Aim of the exercise » Searching the material below, find each line that includes the word "cushion", and copy it.
Data under study below:
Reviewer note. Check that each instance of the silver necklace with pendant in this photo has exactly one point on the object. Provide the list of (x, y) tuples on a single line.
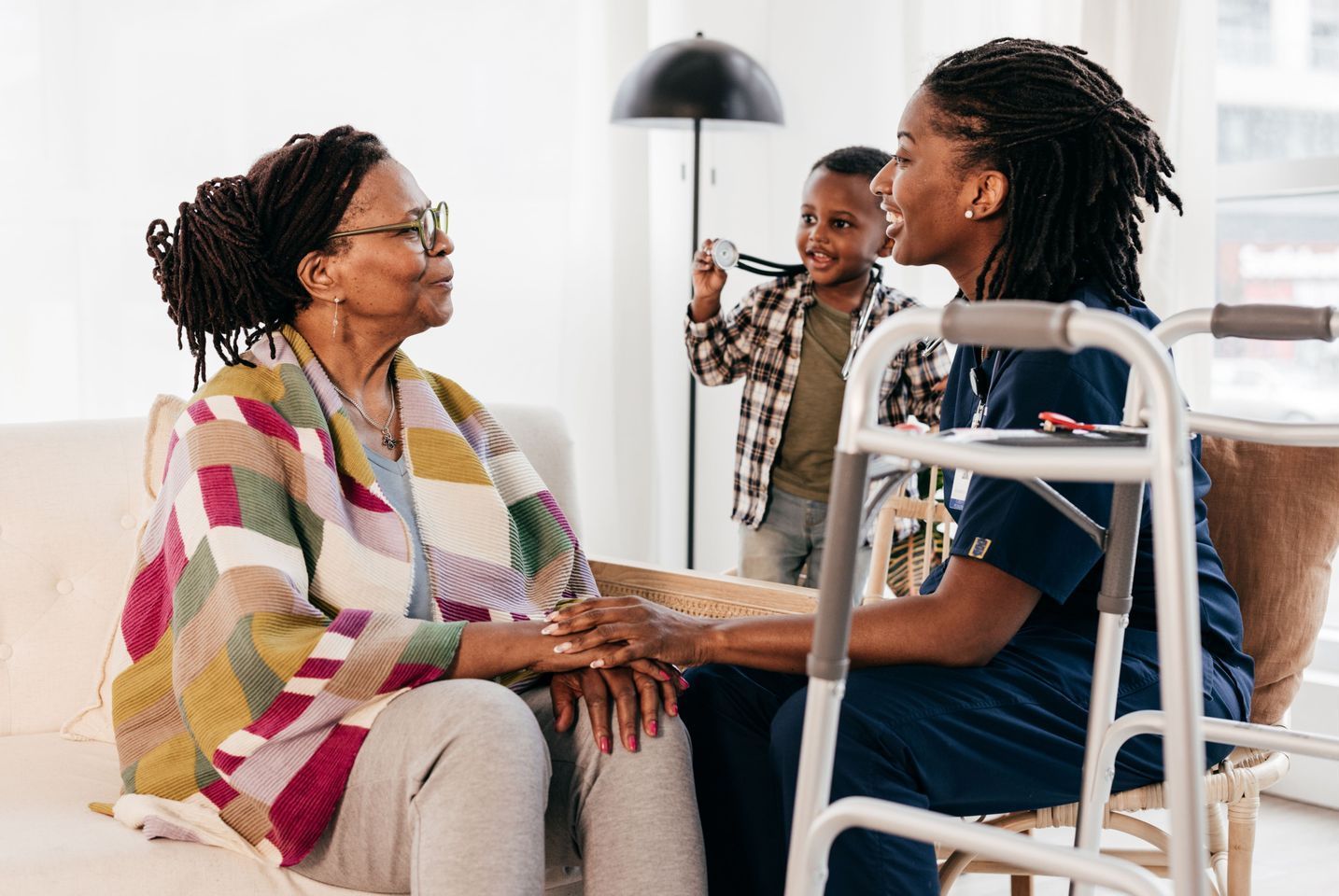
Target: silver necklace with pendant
[(388, 440)]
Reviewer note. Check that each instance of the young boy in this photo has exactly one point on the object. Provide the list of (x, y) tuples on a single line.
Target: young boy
[(790, 338)]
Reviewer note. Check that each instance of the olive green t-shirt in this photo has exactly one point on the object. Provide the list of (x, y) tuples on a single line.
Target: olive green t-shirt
[(805, 458)]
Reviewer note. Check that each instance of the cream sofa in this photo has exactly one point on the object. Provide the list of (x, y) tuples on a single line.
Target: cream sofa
[(73, 498)]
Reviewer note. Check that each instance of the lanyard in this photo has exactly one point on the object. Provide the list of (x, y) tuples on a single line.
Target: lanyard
[(981, 379)]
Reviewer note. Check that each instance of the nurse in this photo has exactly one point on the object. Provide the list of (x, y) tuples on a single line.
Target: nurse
[(1024, 172)]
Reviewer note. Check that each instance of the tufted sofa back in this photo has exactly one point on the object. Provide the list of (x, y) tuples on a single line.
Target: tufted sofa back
[(71, 504), (73, 499)]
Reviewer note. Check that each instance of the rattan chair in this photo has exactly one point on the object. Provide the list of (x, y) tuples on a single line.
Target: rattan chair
[(1239, 519), (1270, 545)]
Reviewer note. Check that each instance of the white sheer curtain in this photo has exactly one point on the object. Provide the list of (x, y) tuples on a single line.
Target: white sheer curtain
[(572, 233)]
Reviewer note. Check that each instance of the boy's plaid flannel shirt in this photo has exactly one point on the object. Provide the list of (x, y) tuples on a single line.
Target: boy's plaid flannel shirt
[(759, 339)]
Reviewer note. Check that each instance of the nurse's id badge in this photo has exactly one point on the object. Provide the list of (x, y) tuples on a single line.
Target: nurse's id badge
[(962, 481)]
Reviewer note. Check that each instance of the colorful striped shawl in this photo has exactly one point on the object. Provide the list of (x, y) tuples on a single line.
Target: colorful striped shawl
[(265, 619)]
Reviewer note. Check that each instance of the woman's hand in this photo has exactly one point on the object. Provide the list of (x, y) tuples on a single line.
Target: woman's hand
[(631, 693), (617, 631)]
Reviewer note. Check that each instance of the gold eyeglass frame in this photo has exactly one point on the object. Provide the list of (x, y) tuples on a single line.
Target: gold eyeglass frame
[(441, 220)]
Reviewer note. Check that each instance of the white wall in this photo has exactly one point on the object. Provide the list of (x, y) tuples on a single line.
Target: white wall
[(116, 111), (573, 234)]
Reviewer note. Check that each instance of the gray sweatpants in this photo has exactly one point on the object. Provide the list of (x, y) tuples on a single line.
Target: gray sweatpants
[(463, 787)]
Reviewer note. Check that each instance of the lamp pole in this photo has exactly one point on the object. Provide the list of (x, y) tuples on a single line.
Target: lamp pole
[(695, 79), (693, 381)]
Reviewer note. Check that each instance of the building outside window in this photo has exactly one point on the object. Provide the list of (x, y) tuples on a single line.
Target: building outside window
[(1277, 242)]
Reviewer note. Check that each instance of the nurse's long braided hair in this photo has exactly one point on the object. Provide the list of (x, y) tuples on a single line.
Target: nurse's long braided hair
[(228, 268), (1078, 157)]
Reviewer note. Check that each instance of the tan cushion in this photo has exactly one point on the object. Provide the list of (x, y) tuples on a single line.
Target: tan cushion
End of Data under study.
Answer to this problem »
Reviewer note. Check that each instance of the tan cushion in this photo has exactly one point on the object. Provide the list of (x, y) tuples on a single line.
Target: tan cushion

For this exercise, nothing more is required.